▸ Exercise objective
Pick out every line in the listing below that contains the word "white", and copy each of those lines in full.

▸ Exercise input
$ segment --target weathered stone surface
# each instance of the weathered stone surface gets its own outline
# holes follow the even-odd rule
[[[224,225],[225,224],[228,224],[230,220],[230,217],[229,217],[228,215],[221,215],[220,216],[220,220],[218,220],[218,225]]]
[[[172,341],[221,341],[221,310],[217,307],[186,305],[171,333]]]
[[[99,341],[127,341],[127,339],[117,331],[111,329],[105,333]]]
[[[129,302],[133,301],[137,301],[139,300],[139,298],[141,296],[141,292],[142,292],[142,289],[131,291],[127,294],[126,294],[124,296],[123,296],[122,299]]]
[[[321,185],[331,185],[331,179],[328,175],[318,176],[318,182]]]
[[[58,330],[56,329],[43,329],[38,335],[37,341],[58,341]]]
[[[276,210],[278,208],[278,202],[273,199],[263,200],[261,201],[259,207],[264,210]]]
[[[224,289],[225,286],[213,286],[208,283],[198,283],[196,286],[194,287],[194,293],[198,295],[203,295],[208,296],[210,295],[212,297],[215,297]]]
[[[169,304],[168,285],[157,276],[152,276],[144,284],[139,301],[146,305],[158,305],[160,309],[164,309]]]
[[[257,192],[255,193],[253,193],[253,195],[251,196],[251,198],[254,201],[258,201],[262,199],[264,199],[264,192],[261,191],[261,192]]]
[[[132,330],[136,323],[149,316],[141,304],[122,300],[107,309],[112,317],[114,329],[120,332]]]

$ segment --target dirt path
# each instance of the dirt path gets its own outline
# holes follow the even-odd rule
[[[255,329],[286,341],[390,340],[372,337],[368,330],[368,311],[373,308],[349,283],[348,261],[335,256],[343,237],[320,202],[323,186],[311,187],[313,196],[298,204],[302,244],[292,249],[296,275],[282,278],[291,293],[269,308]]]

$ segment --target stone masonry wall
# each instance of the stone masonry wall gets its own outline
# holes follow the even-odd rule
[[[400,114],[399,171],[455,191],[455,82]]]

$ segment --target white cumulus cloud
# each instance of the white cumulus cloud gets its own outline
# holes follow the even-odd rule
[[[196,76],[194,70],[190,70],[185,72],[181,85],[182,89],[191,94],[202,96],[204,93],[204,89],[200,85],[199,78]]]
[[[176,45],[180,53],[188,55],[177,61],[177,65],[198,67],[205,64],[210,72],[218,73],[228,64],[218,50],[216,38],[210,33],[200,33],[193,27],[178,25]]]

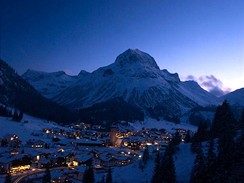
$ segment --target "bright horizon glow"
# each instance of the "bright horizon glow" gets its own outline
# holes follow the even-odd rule
[[[138,48],[182,80],[214,76],[222,90],[244,87],[243,0],[0,3],[0,58],[19,74],[92,72]]]

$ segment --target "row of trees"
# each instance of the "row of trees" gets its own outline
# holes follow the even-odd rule
[[[238,121],[225,101],[217,107],[210,129],[201,124],[192,142],[196,159],[192,183],[242,182],[244,170],[244,110]],[[208,140],[207,153],[202,142]]]
[[[175,165],[173,154],[178,150],[178,145],[181,142],[181,138],[178,132],[175,133],[172,141],[166,148],[165,153],[162,155],[159,152],[155,158],[154,174],[152,176],[152,183],[175,183]]]
[[[0,105],[0,116],[12,117],[13,121],[21,121],[23,118],[23,112],[16,109],[12,112],[12,109],[8,109],[6,106]]]

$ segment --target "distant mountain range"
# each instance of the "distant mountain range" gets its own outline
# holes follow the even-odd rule
[[[1,59],[0,104],[56,122],[70,123],[76,120],[72,112],[40,95],[36,89]]]
[[[217,98],[194,81],[182,82],[177,73],[160,70],[152,56],[138,49],[126,50],[113,64],[92,73],[81,71],[78,76],[69,76],[62,71],[28,70],[22,77],[43,96],[70,109],[83,110],[120,98],[145,115],[175,118],[194,107],[217,105],[224,99],[244,103],[243,89]]]
[[[0,103],[56,121],[76,118],[77,111],[87,121],[145,116],[178,121],[194,108],[216,106],[225,99],[244,106],[244,88],[217,98],[194,81],[182,82],[177,73],[160,70],[152,56],[138,49],[128,49],[114,63],[92,73],[82,70],[77,76],[27,70],[22,79],[4,61],[0,64]]]

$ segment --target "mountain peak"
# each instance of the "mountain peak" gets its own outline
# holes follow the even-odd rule
[[[121,53],[115,60],[120,67],[131,64],[140,64],[159,69],[156,61],[149,54],[140,51],[139,49],[128,49]]]

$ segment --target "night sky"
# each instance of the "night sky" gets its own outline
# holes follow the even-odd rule
[[[0,57],[19,74],[92,72],[138,48],[208,90],[244,87],[243,0],[0,2]]]

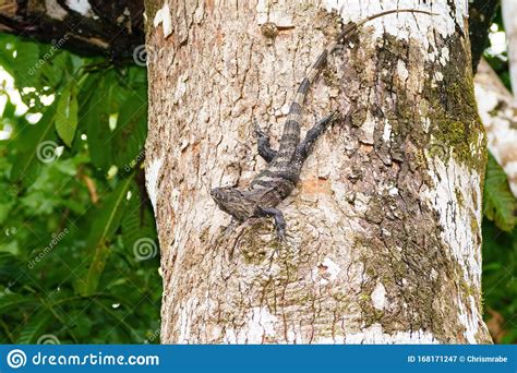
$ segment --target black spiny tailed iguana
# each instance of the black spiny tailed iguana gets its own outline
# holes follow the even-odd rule
[[[328,56],[347,40],[347,37],[356,32],[359,26],[376,17],[401,12],[433,13],[421,10],[389,10],[374,14],[358,23],[346,24],[341,33],[317,58],[306,76],[300,83],[294,99],[289,108],[289,115],[284,124],[284,133],[280,139],[278,151],[269,145],[269,137],[256,125],[255,133],[258,137],[258,154],[268,163],[265,170],[261,171],[250,183],[248,189],[215,188],[211,195],[225,213],[230,214],[239,222],[252,217],[274,217],[278,237],[282,239],[286,231],[284,215],[276,206],[286,198],[297,185],[300,172],[306,157],[320,135],[336,119],[336,113],[320,120],[308,131],[305,139],[300,142],[300,121],[302,105],[305,100],[309,87],[325,65]]]

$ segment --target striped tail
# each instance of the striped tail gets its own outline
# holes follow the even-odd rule
[[[300,122],[302,115],[303,103],[309,92],[309,87],[314,83],[314,80],[317,77],[318,73],[322,71],[325,65],[328,56],[336,49],[336,47],[344,41],[346,41],[347,36],[356,32],[359,26],[364,23],[393,13],[423,13],[428,15],[436,15],[428,11],[416,10],[416,9],[393,9],[384,11],[374,15],[371,15],[364,20],[359,21],[358,23],[350,22],[346,24],[341,33],[336,37],[334,43],[332,43],[317,58],[316,62],[309,70],[306,76],[300,83],[298,91],[294,95],[291,106],[289,107],[289,115],[287,117],[286,124],[284,125],[284,132],[280,139],[279,146],[279,156],[282,158],[291,158],[294,155],[297,145],[300,143]]]
[[[325,65],[329,52],[335,48],[333,44],[330,48],[325,49],[316,62],[309,70],[306,76],[300,83],[294,99],[289,107],[289,115],[287,116],[286,124],[284,125],[284,133],[280,139],[279,156],[290,158],[294,155],[297,145],[300,143],[300,122],[302,118],[302,107],[305,100],[309,88],[314,80],[317,77],[320,71]]]

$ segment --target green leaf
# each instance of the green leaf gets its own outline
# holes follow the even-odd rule
[[[56,115],[56,105],[47,107],[41,119],[36,124],[26,124],[19,136],[19,154],[13,164],[11,181],[22,181],[28,185],[39,175],[43,163],[49,163],[55,159],[53,149],[57,143],[53,142],[55,134],[53,118]]]
[[[86,129],[92,163],[107,171],[112,165],[112,160],[106,82],[104,79],[99,80],[98,74],[95,74],[88,76],[85,87],[85,89],[91,89],[92,94],[83,93],[85,99],[81,99],[81,125]]]
[[[113,160],[119,168],[132,167],[143,157],[146,134],[147,101],[135,94],[120,108],[112,139]]]
[[[492,154],[489,154],[483,196],[486,218],[500,229],[512,231],[516,224],[517,201],[509,189],[505,171]]]
[[[38,339],[45,335],[45,332],[51,320],[52,317],[48,310],[44,310],[43,312],[32,316],[22,327],[17,344],[28,345],[37,342]]]
[[[56,112],[56,131],[69,147],[72,146],[77,128],[77,110],[76,86],[72,82],[61,92]]]
[[[119,229],[128,205],[127,194],[130,184],[131,178],[122,180],[93,216],[94,222],[86,241],[86,249],[91,256],[89,266],[86,274],[77,282],[79,291],[83,296],[91,296],[97,290],[110,253],[109,241]]]
[[[0,293],[0,313],[4,314],[8,311],[20,311],[23,308],[34,308],[38,302],[28,296],[21,296],[16,293]]]

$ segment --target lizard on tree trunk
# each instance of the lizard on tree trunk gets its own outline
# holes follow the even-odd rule
[[[281,212],[276,206],[284,201],[298,183],[300,172],[306,157],[311,154],[315,141],[323,134],[326,128],[337,119],[336,111],[316,122],[308,131],[305,139],[300,142],[300,121],[302,106],[309,92],[309,87],[314,82],[328,56],[353,32],[357,32],[362,24],[392,13],[423,13],[433,15],[434,13],[412,10],[395,9],[371,15],[358,23],[346,24],[339,35],[317,58],[316,62],[309,70],[306,76],[300,83],[289,107],[289,113],[284,124],[284,132],[280,139],[278,151],[270,147],[269,137],[255,123],[257,135],[258,155],[268,164],[266,169],[261,171],[250,183],[248,189],[239,190],[233,186],[215,188],[211,195],[221,210],[231,215],[237,221],[244,222],[253,217],[273,217],[277,234],[280,240],[285,237],[286,221]]]

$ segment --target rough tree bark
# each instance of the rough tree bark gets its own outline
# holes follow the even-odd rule
[[[365,25],[310,91],[305,129],[333,109],[347,119],[279,206],[287,242],[264,219],[224,234],[230,218],[209,190],[245,186],[264,167],[252,119],[278,139],[297,84],[341,21],[397,4],[438,15]],[[163,342],[491,341],[480,285],[485,134],[465,7],[146,1]]]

▸ Task output
$ segment --target white cumulus cloud
# each instance of the white cumulus cloud gets its own outline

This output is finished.